- Testo della pagina
──────────
Elucubrazioni sterili su un'annosa questione

Cinema d'autore e Cinema di genere, due definizioni spesso usate per esaltare o per sminuire. Due come le domande chiave in una lettura critica: dove posizionare il confine tra questi due mondi, sempre che esista, e chi sia l'artefice di tale posizionamento.

 

Quesiti tanto semplici nella loro formulazione quanto di difficile risposta, viste le numerose forze che agiscono nel creare una separazione di questo tipo.

 

Istintivamente si sarebbe portati a credere che i fautori di questa scissione siano i critici, tanto esperti quanto, talvolta, spocchiosi.

 

Il pubblico non può però sottrarsi alle proprie responsabilità, visto che anch'esso contribuisce, più o meno direttamente, favorendo opere di facile lettura ad altre più complesse, almeno generalmente.
──────────
- Estratto dei dati
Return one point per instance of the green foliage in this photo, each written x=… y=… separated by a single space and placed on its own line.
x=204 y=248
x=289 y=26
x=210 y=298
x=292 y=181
──────────
- Esercizi da svolgere
• a. Riporta tutto il testo sul cinema d'autore e di genere da "Istintivamente si sarebbe" fino a "complesse, almeno generalmente.".
• b. Nel testo sul cinema d'autore e di genere, chi si sarebbe istintivamente portati a ritenere i fautori della separazione tra i due mondi?
L'elenco non serve per svolgere gli esercizi.

- Risultati per esercizio
• a.
Istintivamente si sarebbe portati a credere che i fautori di questa scissione siano i critici, tanto esperti quanto, talvolta, spocchiosi.

 

Il pubblico non può però sottrarsi alle proprie responsabilità, visto che anch'esso contribuisce, più o meno direttamente, favorendo opere di facile lettura ad altre più complesse, almeno generalmente.

• b. I critici.